### SOURCE
============================================================
Cette question a surgi dans les débats qui déchirent, à gauche, partisan-e-s et opposant-e-s au front républicain, distillant l’idée selon laquelle la faculté à ne pas opter pour Macron relèverait d’un privilège de blanc. L’argument sera opportunément repris par les leaders d’opinion traditionnels, d’ordinaire peu sensibles aux discriminations – quand ils ne les ont pas eux-mêmes alimentés – dans leurs tentatives de culpabiliser les abstentionnistes. Ainsi de l’inénarrable Plantu, croquant, avec la subtilité qu’on lui connaît, un militant insoumis immaculé, le poing levé, indifférent au sort des minorités déportées par les milices frontistes parvenues au pouvoir avec sa complicité passive.

Privilège de race ou de classe ?

Si cette lecture de l’abstention est pour le moins contestable, elle n’est cependant pas totalement erronée quant aux constats. La notion de « privilège blanc » est effectivement centrale pour saisir la dimension structurelle du racisme. À situation sociale équivalente, l’appartenance à la catégorie ethnoculturelle majoritaire procure des avantages indéniables sur les personnes issues des minorités discriminées, qu’il s’agisse de l’accès à l’emploi, au logement, ou aux perspectives de promotion sociale. Face à l’éventuelle arrivée au pouvoir d’un parti autoritaire, raciste et tenant d’un nationalisme exclusiviste, « blancs » et populations dites « racisées » ne sont pas placés à la même enseigne. Les progressistes qui entendent faire leur choix du second tour en fonction d’idéaux humanistes, égalitaires et universaliste seraient bien avisés de tenir compte de cette réalité et de « questionner leur privilège », selon le vocabulaire de rigueur. De fait, c’est parfois l’ « aveuglement à la couleur » de certains intellectuels qui les conduit à établir une insupportable équivalence entre extrême droite et néolibéralisme débridé.
============================================================
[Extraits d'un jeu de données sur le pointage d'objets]
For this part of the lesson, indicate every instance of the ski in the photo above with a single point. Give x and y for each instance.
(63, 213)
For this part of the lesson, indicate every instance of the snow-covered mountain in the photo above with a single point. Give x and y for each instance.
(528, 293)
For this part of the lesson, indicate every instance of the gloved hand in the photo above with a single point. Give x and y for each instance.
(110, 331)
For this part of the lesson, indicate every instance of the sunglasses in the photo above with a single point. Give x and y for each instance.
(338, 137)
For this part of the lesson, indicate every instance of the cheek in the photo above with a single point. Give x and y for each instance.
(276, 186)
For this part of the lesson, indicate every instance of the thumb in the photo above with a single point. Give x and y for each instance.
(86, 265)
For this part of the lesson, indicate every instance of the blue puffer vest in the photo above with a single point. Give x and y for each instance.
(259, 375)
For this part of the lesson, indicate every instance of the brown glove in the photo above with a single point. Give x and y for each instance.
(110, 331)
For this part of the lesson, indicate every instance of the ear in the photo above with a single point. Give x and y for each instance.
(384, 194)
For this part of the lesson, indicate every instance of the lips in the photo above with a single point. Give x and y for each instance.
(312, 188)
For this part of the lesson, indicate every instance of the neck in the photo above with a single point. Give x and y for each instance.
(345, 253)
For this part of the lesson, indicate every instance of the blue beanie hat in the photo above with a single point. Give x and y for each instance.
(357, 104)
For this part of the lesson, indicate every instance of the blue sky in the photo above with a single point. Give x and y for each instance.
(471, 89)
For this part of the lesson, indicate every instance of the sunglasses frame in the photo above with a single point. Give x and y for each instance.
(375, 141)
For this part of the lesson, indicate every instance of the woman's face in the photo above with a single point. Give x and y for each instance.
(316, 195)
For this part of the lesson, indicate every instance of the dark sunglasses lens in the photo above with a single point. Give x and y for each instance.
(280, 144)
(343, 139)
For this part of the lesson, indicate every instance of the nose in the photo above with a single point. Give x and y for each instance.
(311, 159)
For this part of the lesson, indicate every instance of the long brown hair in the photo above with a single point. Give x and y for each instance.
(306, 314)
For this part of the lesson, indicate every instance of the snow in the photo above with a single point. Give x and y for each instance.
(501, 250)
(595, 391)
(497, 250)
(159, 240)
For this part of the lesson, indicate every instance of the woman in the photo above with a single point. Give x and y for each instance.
============================================================
### CONSIGNES
1. Dans le texte sur le privilège blanc, relevez les domaines où, à situation sociale équivalente, l'appartenance à la catégorie majoritaire procure des avantages.
2. Transcrivez en liste JSON de chaînes les lignes des entrées, une chaîne par ligne et sans lignes vides. Commencez à la ligne qui contient « of the nose » et allez jusqu'à la fin des entrées.
Le texte et les entrées constituent deux documents indépendants l'un de l'autre.

### RÉSULTATS PAR CONSIGNE
1.
- l'accès à l'emploi
- l'accès au logement
- l'accès aux perspectives de promotion sociale

2.
[
  "For this part of the lesson, indicate every instance of the nose in the photo above with a single point. Give x and y for each instance.",
  "(311, 159)",
  "For this part of the lesson, indicate every instance of the long brown hair in the photo above with a single point. Give x and y for each instance.",
  "(306, 314)",
  "For this part of the lesson, indicate every instance of the snow in the photo above with a single point. Give x and y for each instance.",
  "(501, 250)",
  "(595, 391)",
  "(497, 250)",
  "(159, 240)",
  "For this part of the lesson, indicate every instance of the woman in the photo above with a single point. Give x and y for each instance."
]